Mi veniva in mente questa riflessione, e molto
altro, quando con Savino Pezzotta abbiamo cominciato a ragionare
sull’opportunità di dire una parola chiara sul programma di acquisto degli F-35.
Una parola da cristiani impegnati in politica, che non staccano i piedi da
terra ma che cercano di rivolgere la testa al cielo: era davvero necessario
tutto ciò? Era inevitabile, immodificabile, persino indiscutibile come
all’epoca (due anni fa) sembrava? No, non lo era. E allora nacque la mozione
Colomba, un atto apparentemente innocuo di qualche parlamentare testardo, che
ha il merito di aver riaperto il dibattito e di aver portato il governo a una
riduzione del programma d’acquisto. Il 30 per cento, per ora.
Poi vedremo,
perché le profezie – come quella di Isaia, appunto – hanno tempi lunghi e
sentieri tortuosi.
Intendiamoci: nel campo delle armi e della
guerra, per un cristiano il poco è sempre troppo. Diventa troppo anche la
legittima difesa, pur giustificata dal Catechismo, se il modello è quel
“rimetti la spada nel fodero” detto da Cristo a Pietro nell’orto degli Ulivi.
Ma l’impegno in politica rende tutto più complesso, perché una nazione non si
governa con la sola coscienza: se dico di no a un intervento armato a
protezione dei civili richiesto dall’Onu, ad esempio, si fa molto sottile il
confine tra l’obiezione di coscienza e l’omissione di soccorso.
Il cacciabombardiere F-35 Joint Strike Fighter prodotto dalla Lockheed Martin. Foto Ansa.

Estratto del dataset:
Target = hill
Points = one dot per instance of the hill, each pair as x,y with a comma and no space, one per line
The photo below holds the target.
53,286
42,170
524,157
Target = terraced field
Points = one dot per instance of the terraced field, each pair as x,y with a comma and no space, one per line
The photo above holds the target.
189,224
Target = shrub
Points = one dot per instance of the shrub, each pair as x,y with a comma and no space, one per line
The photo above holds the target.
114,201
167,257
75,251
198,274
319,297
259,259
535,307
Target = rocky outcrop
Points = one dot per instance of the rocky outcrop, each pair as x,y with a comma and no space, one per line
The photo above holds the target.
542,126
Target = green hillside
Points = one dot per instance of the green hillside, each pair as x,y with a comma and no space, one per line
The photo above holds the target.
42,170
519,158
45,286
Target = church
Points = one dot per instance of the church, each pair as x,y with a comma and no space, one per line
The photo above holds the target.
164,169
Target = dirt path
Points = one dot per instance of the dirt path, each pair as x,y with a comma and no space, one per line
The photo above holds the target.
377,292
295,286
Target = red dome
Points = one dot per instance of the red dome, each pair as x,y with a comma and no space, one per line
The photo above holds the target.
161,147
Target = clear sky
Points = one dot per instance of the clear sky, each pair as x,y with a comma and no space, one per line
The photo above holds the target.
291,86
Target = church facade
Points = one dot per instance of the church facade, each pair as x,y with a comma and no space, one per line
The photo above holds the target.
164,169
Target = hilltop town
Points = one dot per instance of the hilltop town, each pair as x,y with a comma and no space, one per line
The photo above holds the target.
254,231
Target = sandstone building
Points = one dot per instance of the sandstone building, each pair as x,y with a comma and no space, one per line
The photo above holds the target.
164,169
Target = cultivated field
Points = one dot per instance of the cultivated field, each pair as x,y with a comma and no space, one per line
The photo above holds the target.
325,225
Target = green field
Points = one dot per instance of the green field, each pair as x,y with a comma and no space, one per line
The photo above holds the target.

### ESERCIZI
A) Rispondi a queste domande sul brano sugli F-35:
(i) Con chi si è cominciato a ragionare sul programma di acquisto degli F-35?
(ii) Di quanto è stato ridotto, per ora, il programma d'acquisto?
(iii) A chi e dove Cristo disse "rimetti la spada nel fodero"?
B) Stabilisci se ogni affermazione concorda con il brano sugli F-35. Rispondi sì o no e cita le parole del brano che lo decidono.
(i) La mozione Colomba ha portato il governo a ridurre il programma d'acquisto.
(ii) Il Catechismo non giustifica la legittima difesa.
(iii) Una nazione si può governare con la sola coscienza.
C) Ripeti parola per parola la parte del brano sugli F-35 che si apre con le parole contenenti "Intendiamoci: nel campo" e si chiude con "nell’orto degli Ulivi.".

### SOLUZIONI COMPLETE
A)
(i) Con Savino Pezzotta.
(ii) Del 30 per cento.
(iii) A Pietro, nell'orto degli Ulivi.

B)
(i) Sì: "ha il merito di aver riaperto il dibattito e di aver portato il governo a una riduzione del programma d’acquisto".
(ii) No: "la legittima difesa, pur giustificata dal Catechismo".
(iii) No: "una nazione non si governa con la sola coscienza".

C)
Intendiamoci: nel campo delle armi e della
guerra, per un cristiano il poco è sempre troppo. Diventa troppo anche la
legittima difesa, pur giustificata dal Catechismo, se il modello è quel
“rimetti la spada nel fodero” detto da Cristo a Pietro nell’orto degli Ulivi.